◆ WORK TO COMPLETE ◆
a) Answer these questions about the procedure notes:
(i) Over what was nitromethane distilled?
(ii) What 3:4 ratio did the acylation give in toluene?
(iii) Over what period was TMSOTf added?
b) Rewrite the part of the procedure notes that begins at "24. The use" and stops after "ratio of 7:1).", with "easily" replaced by "readily".

◆ EXTRACT PROVIDED ◆
23. Nitromethane (96%, Reagent Grade) was purchased from Aldrich Chemical Company, Inc. and was freshly distilled under nitrogen over calcium hydride behind a safety shield.

24. The use of nitromethane gave optimal selectivity, yielding product 3 over its regioisomer, 6,7-dimethoxy-2-methyl-1-indanone (4), in a >20:1 ratio. Since regioisomer 4 is an oil at room temperature, it was easily separated from product 3 through a simple recrystallization. The Friedel-Crafts acylation was also carried out at reflux in acetonitrile (3:4 ratio of 9:1), toluene (3:4 ratio of 8:1), and chlorobenzene (3:4 ratio of 7:1).

25. The addition funnel was charged with the solvent using a cannula.

26. TMSOTf (99%) was purchased from Aldrich Chemical Company, Inc. and distilled under vacuum at approximately 10 mmHg and stored in a Schlenk tube protected from light. TMSOTf was added over a period of 2 min (0.35 mL/min).

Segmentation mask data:
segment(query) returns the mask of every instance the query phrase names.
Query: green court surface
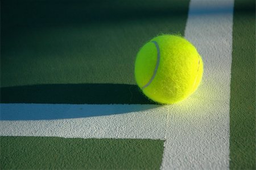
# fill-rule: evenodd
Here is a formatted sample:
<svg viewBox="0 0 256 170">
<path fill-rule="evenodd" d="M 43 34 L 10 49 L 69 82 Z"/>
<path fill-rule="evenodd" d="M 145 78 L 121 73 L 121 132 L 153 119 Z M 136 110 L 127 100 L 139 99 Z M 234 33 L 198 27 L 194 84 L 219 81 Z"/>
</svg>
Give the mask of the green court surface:
<svg viewBox="0 0 256 170">
<path fill-rule="evenodd" d="M 1 104 L 159 107 L 136 85 L 136 54 L 158 35 L 184 36 L 189 3 L 2 1 Z M 253 1 L 234 1 L 228 140 L 230 169 L 255 169 L 255 5 Z M 2 118 L 0 114 L 0 123 L 14 121 Z M 0 125 L 1 130 L 8 128 Z M 1 169 L 159 169 L 166 141 L 0 136 Z M 187 159 L 180 161 L 188 162 Z"/>
<path fill-rule="evenodd" d="M 1 169 L 158 169 L 160 140 L 1 137 Z M 15 148 L 15 150 L 14 150 Z M 144 148 L 147 148 L 145 150 Z M 36 150 L 36 151 L 35 151 Z"/>
</svg>

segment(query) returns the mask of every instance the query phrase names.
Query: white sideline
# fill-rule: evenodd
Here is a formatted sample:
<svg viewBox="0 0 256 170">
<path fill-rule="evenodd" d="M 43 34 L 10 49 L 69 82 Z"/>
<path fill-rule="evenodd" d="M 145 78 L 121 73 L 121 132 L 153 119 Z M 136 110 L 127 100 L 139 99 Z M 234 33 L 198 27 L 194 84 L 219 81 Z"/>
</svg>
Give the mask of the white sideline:
<svg viewBox="0 0 256 170">
<path fill-rule="evenodd" d="M 204 73 L 188 99 L 148 110 L 140 105 L 1 104 L 1 114 L 109 115 L 1 121 L 0 135 L 166 139 L 162 169 L 229 169 L 233 9 L 233 0 L 191 0 L 185 36 L 200 53 Z M 136 108 L 141 111 L 129 111 Z"/>
<path fill-rule="evenodd" d="M 168 107 L 162 169 L 229 169 L 233 0 L 191 0 L 185 37 L 204 62 L 198 90 Z"/>
</svg>

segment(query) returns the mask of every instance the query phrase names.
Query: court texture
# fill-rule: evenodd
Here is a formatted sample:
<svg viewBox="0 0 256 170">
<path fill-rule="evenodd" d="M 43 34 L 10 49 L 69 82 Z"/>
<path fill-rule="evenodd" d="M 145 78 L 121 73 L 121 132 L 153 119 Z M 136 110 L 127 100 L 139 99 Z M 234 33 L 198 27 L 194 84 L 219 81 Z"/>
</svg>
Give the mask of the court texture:
<svg viewBox="0 0 256 170">
<path fill-rule="evenodd" d="M 172 105 L 136 85 L 140 48 L 204 61 Z M 255 169 L 255 2 L 3 0 L 1 169 Z"/>
</svg>

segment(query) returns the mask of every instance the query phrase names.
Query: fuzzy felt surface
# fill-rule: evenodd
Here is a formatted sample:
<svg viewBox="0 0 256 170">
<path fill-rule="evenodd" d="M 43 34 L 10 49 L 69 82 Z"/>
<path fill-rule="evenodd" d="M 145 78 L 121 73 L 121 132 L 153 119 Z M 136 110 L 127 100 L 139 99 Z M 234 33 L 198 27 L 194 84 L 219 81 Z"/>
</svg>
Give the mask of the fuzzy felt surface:
<svg viewBox="0 0 256 170">
<path fill-rule="evenodd" d="M 157 50 L 160 49 L 159 68 L 154 73 Z M 196 48 L 184 38 L 163 35 L 153 38 L 138 52 L 135 75 L 141 88 L 154 75 L 150 84 L 143 89 L 148 97 L 161 103 L 173 103 L 185 99 L 197 89 L 202 78 L 203 63 Z"/>
</svg>

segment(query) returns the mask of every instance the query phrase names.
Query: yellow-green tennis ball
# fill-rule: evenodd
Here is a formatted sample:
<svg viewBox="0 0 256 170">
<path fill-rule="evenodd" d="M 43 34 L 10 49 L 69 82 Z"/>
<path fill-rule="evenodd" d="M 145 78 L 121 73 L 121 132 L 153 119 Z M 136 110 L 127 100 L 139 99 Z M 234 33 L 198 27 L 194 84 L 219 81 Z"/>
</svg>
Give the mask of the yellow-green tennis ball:
<svg viewBox="0 0 256 170">
<path fill-rule="evenodd" d="M 196 48 L 184 38 L 163 35 L 141 48 L 135 77 L 143 93 L 160 103 L 181 101 L 199 85 L 203 63 Z"/>
</svg>

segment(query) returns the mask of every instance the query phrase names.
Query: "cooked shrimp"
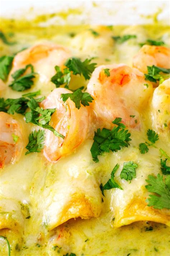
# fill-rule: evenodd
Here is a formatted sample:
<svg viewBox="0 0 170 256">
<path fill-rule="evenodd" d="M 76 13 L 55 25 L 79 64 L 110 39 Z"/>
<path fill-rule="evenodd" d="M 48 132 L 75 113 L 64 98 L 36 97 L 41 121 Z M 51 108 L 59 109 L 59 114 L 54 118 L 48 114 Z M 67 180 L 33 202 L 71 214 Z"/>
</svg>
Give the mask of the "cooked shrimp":
<svg viewBox="0 0 170 256">
<path fill-rule="evenodd" d="M 133 66 L 144 73 L 147 73 L 147 66 L 170 68 L 170 50 L 167 47 L 143 45 L 133 58 Z"/>
<path fill-rule="evenodd" d="M 159 134 L 170 131 L 170 78 L 155 90 L 152 101 L 152 112 L 154 129 Z M 170 139 L 170 138 L 169 138 Z"/>
<path fill-rule="evenodd" d="M 108 77 L 106 68 L 109 70 Z M 93 72 L 87 91 L 94 99 L 91 106 L 105 125 L 120 117 L 126 125 L 134 127 L 139 125 L 139 112 L 145 107 L 152 92 L 151 84 L 147 83 L 147 88 L 146 83 L 143 74 L 135 68 L 124 64 L 103 65 Z"/>
<path fill-rule="evenodd" d="M 0 112 L 0 168 L 5 164 L 13 163 L 20 156 L 24 147 L 19 123 L 8 114 Z"/>
<path fill-rule="evenodd" d="M 54 90 L 41 104 L 43 108 L 56 108 L 49 124 L 65 136 L 64 139 L 47 131 L 44 153 L 49 161 L 56 162 L 62 156 L 72 152 L 85 140 L 90 122 L 90 108 L 81 106 L 79 109 L 70 99 L 64 103 L 62 93 L 71 93 L 65 88 Z"/>
<path fill-rule="evenodd" d="M 16 54 L 14 59 L 10 74 L 24 68 L 26 65 L 32 64 L 34 72 L 39 75 L 35 80 L 34 84 L 38 84 L 37 89 L 45 86 L 45 89 L 48 90 L 48 93 L 55 87 L 55 85 L 50 82 L 51 77 L 56 73 L 55 66 L 62 67 L 70 57 L 69 51 L 63 46 L 49 42 L 37 44 Z M 12 80 L 11 77 L 9 82 L 10 80 Z M 46 84 L 49 82 L 51 85 L 47 86 Z"/>
</svg>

◆ WRITTEN RESPONSES ◆
a)
(i) Calcium hydride
(ii) 8:1
(iii) 2 min (0.35 mL/min)

b)
24. The use of nitromethane gave optimal selectivity, yielding product 3 over its regioisomer, 6,7-dimethoxy-2-methyl-1-indanone (4), in a >20:1 ratio. Since regioisomer 4 is an oil at room temperature, it was readily separated from product 3 through a simple recrystallization. The Friedel-Crafts acylation was also carried out at reflux in acetonitrile (3:4 ratio of 9:1), toluene (3:4 ratio of 8:1), and chlorobenzene (3:4 ratio of 7:1).